### Records provided
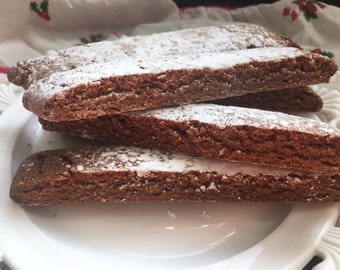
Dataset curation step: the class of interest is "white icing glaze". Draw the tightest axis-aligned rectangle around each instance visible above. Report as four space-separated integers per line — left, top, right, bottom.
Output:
25 47 306 106
67 145 298 176
138 104 340 137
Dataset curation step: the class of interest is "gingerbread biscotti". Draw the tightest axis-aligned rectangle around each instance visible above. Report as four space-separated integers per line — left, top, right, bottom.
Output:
8 23 340 206
10 145 340 205
211 86 323 112
23 46 337 122
40 104 340 173
8 23 301 89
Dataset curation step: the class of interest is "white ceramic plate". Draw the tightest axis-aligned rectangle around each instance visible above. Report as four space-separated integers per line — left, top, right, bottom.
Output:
0 92 339 270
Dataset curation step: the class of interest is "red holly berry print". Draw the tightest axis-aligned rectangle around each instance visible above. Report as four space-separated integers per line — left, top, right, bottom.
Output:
30 0 50 21
0 66 9 74
283 0 326 22
311 48 335 59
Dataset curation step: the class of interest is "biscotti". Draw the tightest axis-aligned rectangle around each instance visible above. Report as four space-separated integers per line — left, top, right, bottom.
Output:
8 23 301 89
211 86 323 112
40 104 340 173
23 46 337 122
10 145 339 205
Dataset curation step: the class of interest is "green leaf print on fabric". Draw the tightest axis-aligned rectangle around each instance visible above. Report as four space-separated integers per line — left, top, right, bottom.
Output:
283 0 326 22
30 0 50 21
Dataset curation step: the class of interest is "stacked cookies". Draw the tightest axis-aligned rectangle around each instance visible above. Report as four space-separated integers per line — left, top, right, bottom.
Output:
8 24 340 205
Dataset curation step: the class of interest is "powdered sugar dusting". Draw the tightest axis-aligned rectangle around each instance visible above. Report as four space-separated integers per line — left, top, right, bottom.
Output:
119 23 292 59
67 145 296 176
12 23 295 86
139 104 340 137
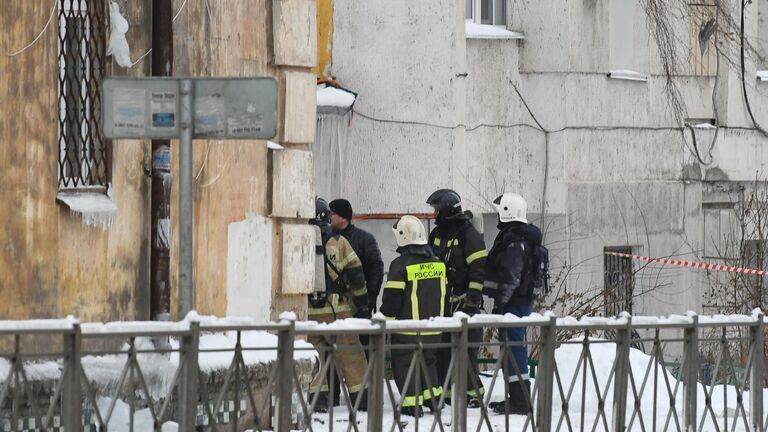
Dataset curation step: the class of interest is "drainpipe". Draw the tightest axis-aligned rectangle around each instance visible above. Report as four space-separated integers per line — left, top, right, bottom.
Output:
150 0 173 321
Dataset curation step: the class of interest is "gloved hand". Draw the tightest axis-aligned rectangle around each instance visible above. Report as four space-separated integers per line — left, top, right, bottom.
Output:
459 295 482 316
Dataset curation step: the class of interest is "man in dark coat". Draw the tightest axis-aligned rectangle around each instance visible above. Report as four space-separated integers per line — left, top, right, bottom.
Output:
483 192 542 416
329 199 385 314
426 189 487 407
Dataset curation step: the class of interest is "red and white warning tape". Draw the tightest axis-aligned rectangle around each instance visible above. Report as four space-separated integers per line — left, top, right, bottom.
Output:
605 251 768 276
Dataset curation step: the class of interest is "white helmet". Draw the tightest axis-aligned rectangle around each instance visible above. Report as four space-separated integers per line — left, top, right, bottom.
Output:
392 215 428 247
493 193 528 223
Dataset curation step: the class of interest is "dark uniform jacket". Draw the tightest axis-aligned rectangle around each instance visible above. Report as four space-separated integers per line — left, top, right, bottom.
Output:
484 221 543 307
339 224 384 307
428 219 487 309
380 245 447 332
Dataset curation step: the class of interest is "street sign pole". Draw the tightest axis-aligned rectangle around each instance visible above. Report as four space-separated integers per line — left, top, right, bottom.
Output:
179 79 194 318
102 77 277 320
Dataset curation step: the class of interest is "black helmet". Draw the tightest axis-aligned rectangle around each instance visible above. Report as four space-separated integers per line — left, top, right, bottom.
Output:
427 189 464 223
312 197 331 226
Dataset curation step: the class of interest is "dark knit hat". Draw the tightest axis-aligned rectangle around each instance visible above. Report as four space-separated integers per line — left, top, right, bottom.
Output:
329 199 353 221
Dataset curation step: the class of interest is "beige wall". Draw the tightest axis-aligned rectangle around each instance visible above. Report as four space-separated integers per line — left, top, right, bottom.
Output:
0 2 152 321
1 0 317 322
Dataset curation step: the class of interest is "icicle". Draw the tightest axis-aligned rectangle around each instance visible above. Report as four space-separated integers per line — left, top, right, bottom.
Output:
107 2 132 67
56 186 118 230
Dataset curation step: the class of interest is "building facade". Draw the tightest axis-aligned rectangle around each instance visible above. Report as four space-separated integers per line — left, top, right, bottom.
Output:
1 1 318 322
314 0 768 316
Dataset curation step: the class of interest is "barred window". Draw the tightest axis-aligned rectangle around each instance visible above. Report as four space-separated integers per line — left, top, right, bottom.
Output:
58 0 109 188
603 246 635 317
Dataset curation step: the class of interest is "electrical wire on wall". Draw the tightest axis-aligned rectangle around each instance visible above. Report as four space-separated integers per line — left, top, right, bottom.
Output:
740 0 768 138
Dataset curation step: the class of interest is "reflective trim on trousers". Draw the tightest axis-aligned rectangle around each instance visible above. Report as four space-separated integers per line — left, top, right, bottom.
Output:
507 373 530 383
402 386 443 407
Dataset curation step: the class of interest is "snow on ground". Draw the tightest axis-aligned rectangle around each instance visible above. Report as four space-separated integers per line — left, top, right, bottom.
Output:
292 339 766 431
95 397 177 431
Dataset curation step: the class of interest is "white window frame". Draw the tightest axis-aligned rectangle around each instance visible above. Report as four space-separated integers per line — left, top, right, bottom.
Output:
466 0 507 27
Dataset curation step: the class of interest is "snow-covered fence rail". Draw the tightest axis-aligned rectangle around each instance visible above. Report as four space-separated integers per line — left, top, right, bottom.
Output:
0 312 765 431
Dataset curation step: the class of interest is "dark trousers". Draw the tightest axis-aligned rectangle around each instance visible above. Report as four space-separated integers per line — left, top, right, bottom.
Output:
436 327 485 400
501 302 533 382
391 334 441 407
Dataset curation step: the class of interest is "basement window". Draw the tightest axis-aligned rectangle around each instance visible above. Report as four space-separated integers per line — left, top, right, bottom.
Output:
603 246 636 317
58 0 110 189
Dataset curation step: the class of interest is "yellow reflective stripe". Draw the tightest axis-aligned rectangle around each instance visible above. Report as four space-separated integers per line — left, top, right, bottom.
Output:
383 315 396 320
432 237 441 247
384 281 406 290
402 387 443 407
467 387 485 397
308 303 352 315
466 249 488 265
468 281 483 291
348 383 365 393
406 262 446 281
447 239 459 247
310 384 329 392
411 279 419 321
440 271 446 318
339 252 358 268
423 386 442 400
352 287 367 297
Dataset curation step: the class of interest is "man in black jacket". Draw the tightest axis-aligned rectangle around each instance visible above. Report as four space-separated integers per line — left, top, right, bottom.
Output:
329 199 385 314
483 192 542 416
426 189 487 407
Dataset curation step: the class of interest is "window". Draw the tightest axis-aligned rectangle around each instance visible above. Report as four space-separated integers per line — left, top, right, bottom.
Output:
702 202 736 259
609 0 649 80
58 0 109 188
466 0 506 26
603 246 635 316
688 0 718 76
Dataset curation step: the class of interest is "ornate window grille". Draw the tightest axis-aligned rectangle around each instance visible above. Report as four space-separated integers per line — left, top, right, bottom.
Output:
58 0 109 188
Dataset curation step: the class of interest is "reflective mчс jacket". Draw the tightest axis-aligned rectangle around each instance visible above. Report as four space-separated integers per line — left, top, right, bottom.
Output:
429 219 487 307
308 232 369 317
380 245 447 334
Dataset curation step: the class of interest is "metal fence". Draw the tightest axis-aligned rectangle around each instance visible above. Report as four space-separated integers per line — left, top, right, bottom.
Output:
0 313 766 431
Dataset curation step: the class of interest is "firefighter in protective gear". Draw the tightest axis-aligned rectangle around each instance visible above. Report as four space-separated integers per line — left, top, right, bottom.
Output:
426 189 487 407
381 216 447 418
484 192 539 416
307 197 369 413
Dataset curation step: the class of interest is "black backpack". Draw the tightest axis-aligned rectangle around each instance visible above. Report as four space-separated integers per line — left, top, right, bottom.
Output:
517 241 550 299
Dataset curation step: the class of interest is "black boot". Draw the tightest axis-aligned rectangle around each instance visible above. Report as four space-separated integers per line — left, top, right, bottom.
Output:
348 390 368 412
310 391 329 413
489 380 531 415
400 405 424 417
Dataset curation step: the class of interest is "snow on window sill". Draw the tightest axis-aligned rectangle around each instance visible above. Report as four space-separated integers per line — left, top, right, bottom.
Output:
465 22 524 40
758 70 768 82
56 186 117 229
607 70 649 82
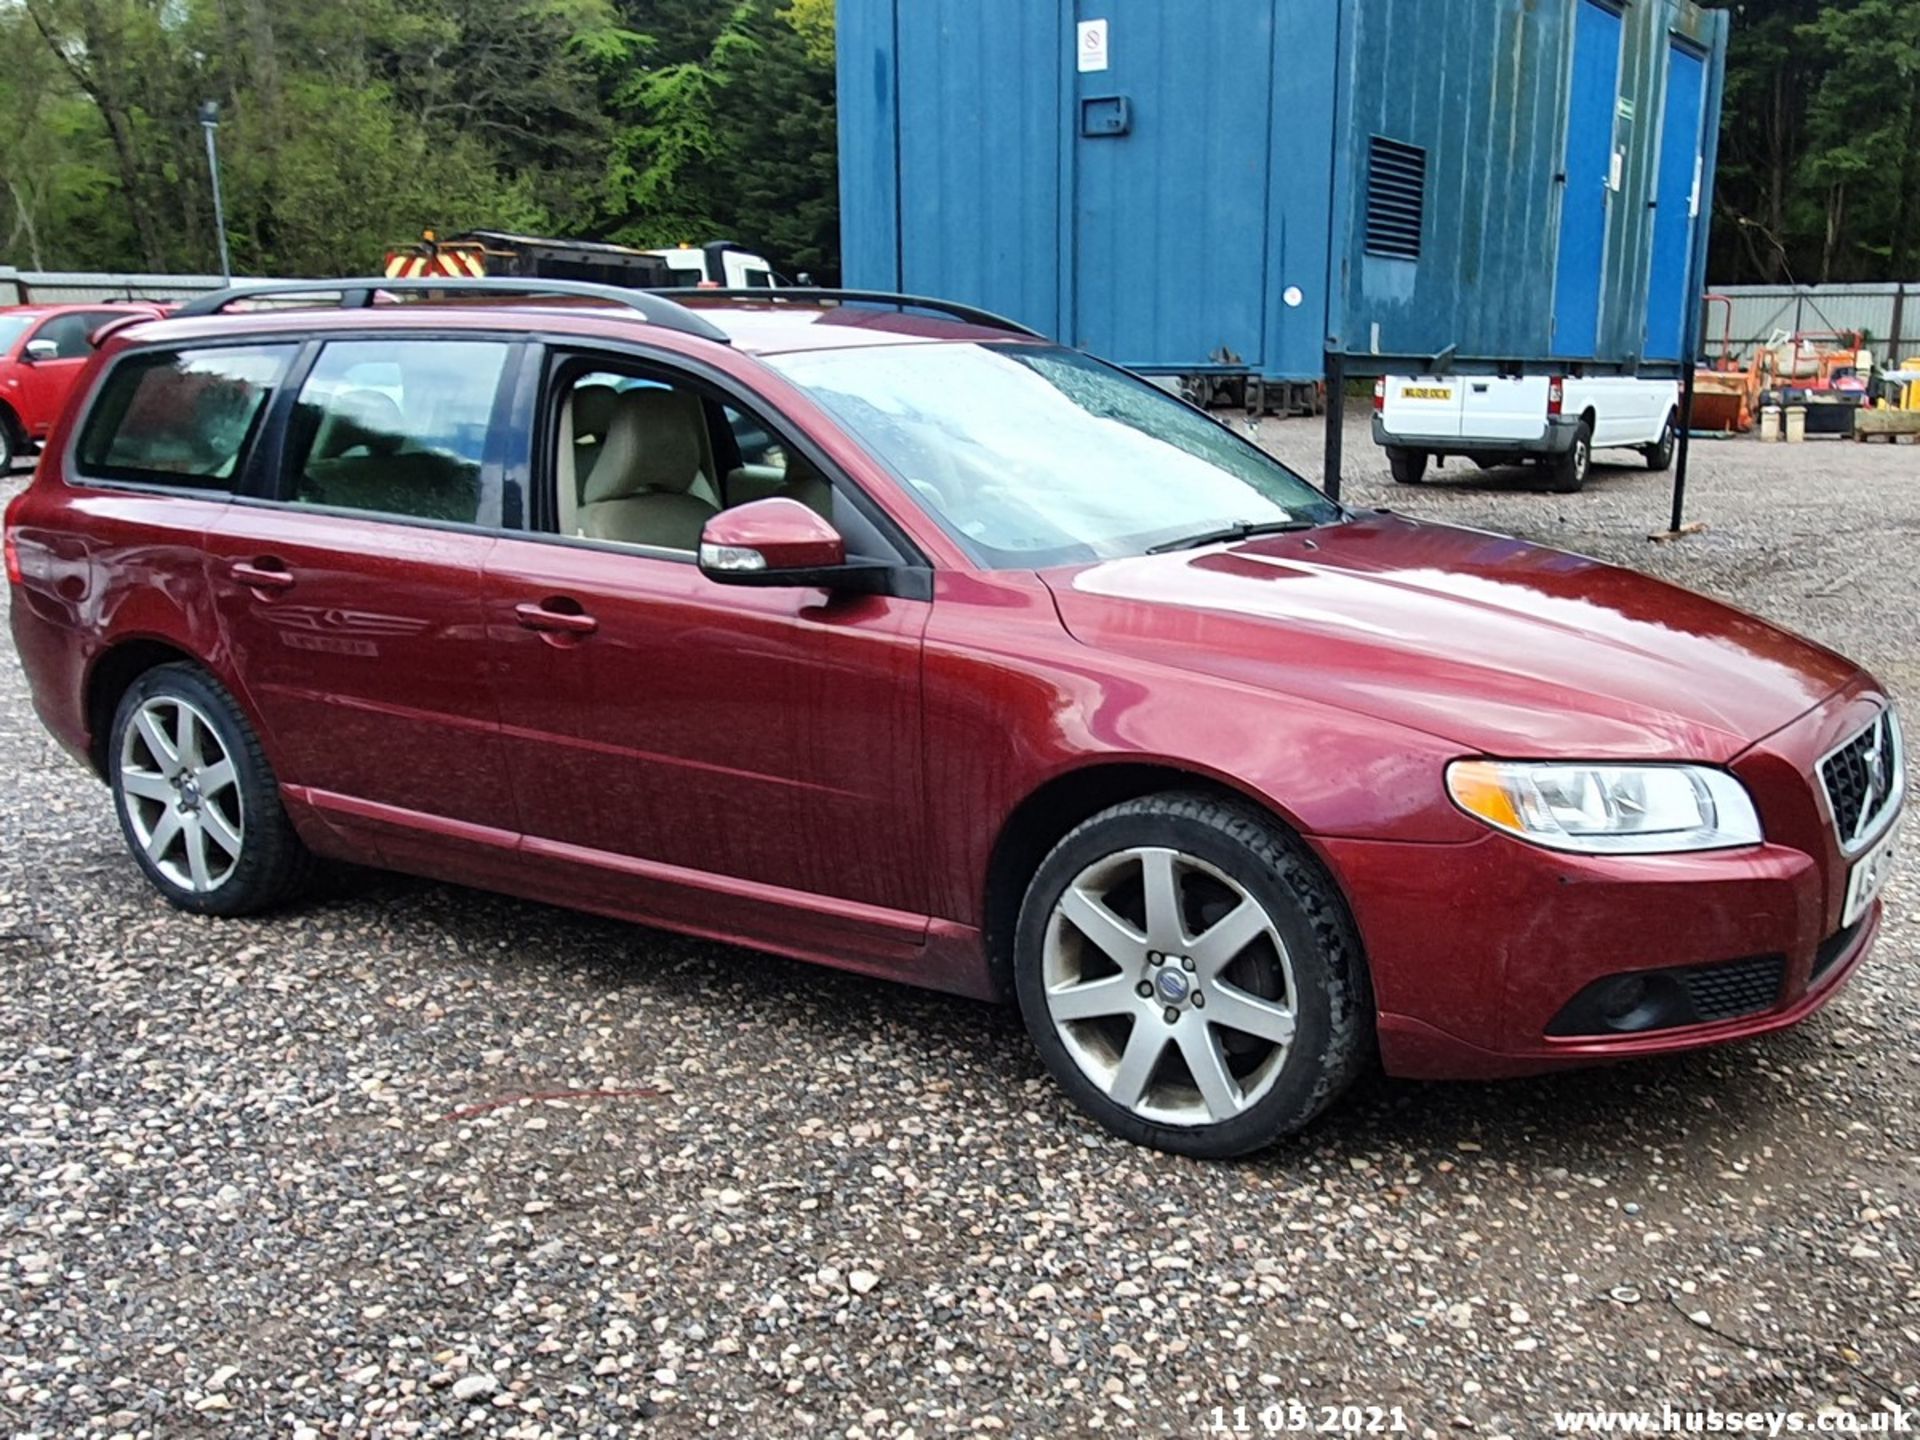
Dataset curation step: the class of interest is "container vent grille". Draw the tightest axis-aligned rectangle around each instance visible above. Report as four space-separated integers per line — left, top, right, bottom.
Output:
1365 136 1427 260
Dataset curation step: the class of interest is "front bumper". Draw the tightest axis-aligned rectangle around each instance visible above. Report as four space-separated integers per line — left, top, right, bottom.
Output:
1317 681 1896 1080
1372 413 1579 457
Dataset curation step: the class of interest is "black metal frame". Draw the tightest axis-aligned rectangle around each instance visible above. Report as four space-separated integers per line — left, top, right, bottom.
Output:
171 277 734 345
653 287 1044 339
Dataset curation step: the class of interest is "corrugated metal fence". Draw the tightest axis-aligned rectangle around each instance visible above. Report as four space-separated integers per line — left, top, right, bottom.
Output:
0 267 238 305
1709 283 1920 364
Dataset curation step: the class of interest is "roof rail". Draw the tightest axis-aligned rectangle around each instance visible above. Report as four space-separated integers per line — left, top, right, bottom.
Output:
171 277 733 344
659 287 1045 340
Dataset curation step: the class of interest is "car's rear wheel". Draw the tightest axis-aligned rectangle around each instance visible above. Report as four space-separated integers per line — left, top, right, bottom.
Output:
1013 792 1371 1157
109 663 311 915
1547 420 1592 493
1386 447 1428 485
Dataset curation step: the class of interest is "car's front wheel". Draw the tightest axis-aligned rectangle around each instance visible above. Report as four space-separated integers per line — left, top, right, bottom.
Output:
1644 412 1677 471
1013 792 1371 1157
109 663 311 915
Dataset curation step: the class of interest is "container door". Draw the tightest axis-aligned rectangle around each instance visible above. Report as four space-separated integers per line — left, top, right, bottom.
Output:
1643 43 1706 362
1551 0 1624 359
894 0 1062 335
1071 1 1273 370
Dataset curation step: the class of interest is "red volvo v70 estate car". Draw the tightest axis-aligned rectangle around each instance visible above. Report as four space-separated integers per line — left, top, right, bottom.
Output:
5 281 1903 1156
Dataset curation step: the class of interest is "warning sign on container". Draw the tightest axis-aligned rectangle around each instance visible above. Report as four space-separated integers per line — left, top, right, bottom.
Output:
1077 19 1109 72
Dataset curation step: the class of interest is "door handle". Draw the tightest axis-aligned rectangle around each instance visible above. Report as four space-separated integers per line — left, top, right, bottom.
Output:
230 559 294 592
514 600 598 636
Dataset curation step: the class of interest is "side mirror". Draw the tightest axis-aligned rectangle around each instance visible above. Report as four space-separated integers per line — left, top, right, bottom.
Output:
698 497 884 591
21 339 57 363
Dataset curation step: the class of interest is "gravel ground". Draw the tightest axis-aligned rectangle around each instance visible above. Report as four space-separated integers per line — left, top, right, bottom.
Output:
2 422 1916 1439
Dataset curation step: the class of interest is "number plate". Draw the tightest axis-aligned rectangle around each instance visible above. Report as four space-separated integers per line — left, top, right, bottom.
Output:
1842 820 1900 927
1401 385 1453 401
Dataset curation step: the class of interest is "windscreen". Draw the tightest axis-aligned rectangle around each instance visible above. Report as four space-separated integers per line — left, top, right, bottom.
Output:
0 316 37 355
768 343 1338 568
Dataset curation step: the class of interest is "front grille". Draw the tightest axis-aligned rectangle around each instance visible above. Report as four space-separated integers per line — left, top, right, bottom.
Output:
1679 955 1787 1022
1820 707 1903 852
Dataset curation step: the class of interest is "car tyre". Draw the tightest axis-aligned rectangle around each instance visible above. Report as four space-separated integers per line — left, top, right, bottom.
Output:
0 417 15 475
109 662 311 916
1547 420 1592 493
1386 447 1429 485
1013 791 1372 1157
1643 412 1677 472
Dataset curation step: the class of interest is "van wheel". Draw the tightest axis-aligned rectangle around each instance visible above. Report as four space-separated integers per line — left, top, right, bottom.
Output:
1548 421 1592 493
1644 413 1677 472
1386 447 1428 485
109 663 311 916
1013 792 1371 1158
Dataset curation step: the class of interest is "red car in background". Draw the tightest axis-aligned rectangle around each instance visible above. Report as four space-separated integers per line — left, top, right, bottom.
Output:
0 303 165 471
3 281 1904 1157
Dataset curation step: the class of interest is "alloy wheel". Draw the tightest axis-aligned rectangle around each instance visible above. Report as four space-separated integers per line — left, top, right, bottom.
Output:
1041 846 1297 1127
117 695 245 893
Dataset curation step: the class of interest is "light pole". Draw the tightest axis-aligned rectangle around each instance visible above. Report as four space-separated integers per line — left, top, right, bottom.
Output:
198 100 231 284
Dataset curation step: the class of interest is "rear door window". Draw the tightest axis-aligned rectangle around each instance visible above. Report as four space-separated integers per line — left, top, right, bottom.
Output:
76 344 293 488
283 339 511 527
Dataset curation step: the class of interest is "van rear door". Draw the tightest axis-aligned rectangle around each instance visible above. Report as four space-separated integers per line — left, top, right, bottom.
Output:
1456 376 1551 444
1384 376 1464 440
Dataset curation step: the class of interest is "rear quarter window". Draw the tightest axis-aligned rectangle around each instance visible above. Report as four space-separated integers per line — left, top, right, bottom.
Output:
76 345 293 489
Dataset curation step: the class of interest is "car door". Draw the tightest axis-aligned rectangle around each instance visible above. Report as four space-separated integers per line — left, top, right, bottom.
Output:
14 311 125 438
203 334 521 872
481 349 933 960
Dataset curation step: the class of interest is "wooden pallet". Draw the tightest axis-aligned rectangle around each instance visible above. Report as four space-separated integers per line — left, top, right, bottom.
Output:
1852 409 1920 442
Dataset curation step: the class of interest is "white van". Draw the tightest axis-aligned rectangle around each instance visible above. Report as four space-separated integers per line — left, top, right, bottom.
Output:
646 241 779 290
1372 374 1679 492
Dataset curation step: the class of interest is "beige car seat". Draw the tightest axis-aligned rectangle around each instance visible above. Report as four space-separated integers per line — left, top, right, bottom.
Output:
773 451 833 518
578 388 717 550
571 383 617 487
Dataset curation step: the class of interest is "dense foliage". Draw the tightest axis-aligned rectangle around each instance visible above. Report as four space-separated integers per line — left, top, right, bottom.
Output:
0 0 839 279
0 1 1912 286
1703 0 1920 282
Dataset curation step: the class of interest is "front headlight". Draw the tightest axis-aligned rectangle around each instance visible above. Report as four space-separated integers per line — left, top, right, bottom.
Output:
1445 760 1763 854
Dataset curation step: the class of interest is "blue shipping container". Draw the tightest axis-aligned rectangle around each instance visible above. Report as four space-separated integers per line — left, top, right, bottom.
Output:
838 0 1728 382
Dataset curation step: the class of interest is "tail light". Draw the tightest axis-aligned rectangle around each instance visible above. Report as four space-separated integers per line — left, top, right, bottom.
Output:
1372 376 1386 413
1547 376 1565 416
3 491 24 586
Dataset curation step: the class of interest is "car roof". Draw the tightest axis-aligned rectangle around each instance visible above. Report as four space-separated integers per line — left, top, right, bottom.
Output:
102 297 1042 360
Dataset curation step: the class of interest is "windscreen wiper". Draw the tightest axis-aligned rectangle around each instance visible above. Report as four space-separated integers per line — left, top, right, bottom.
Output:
1146 518 1315 555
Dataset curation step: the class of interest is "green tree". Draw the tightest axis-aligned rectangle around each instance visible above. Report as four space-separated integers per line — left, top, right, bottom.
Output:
0 0 842 279
1798 0 1920 281
595 0 837 276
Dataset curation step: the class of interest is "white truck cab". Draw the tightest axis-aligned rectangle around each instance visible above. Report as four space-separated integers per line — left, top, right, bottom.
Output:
648 241 780 290
1372 373 1679 492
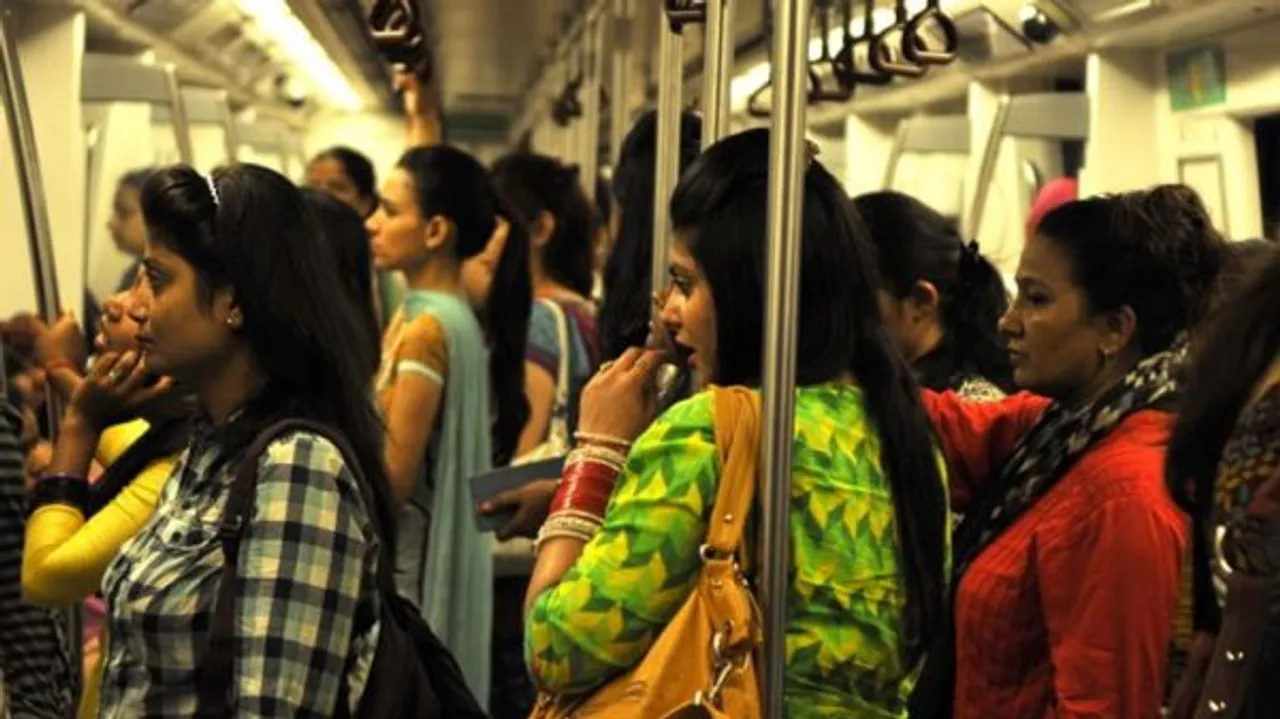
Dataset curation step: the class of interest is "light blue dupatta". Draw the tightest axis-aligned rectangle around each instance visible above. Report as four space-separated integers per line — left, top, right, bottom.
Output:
394 289 493 707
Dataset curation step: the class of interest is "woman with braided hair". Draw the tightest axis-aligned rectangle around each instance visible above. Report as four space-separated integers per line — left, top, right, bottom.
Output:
910 184 1226 719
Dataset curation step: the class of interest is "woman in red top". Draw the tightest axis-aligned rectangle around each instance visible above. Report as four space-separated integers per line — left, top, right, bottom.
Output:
910 186 1225 719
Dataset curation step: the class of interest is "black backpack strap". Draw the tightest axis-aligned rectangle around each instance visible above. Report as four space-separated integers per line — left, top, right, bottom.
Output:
196 419 337 716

### Task instructions
State how many lines in the entries hold "rail". Nothing should come before or after the number.

### Answer below
2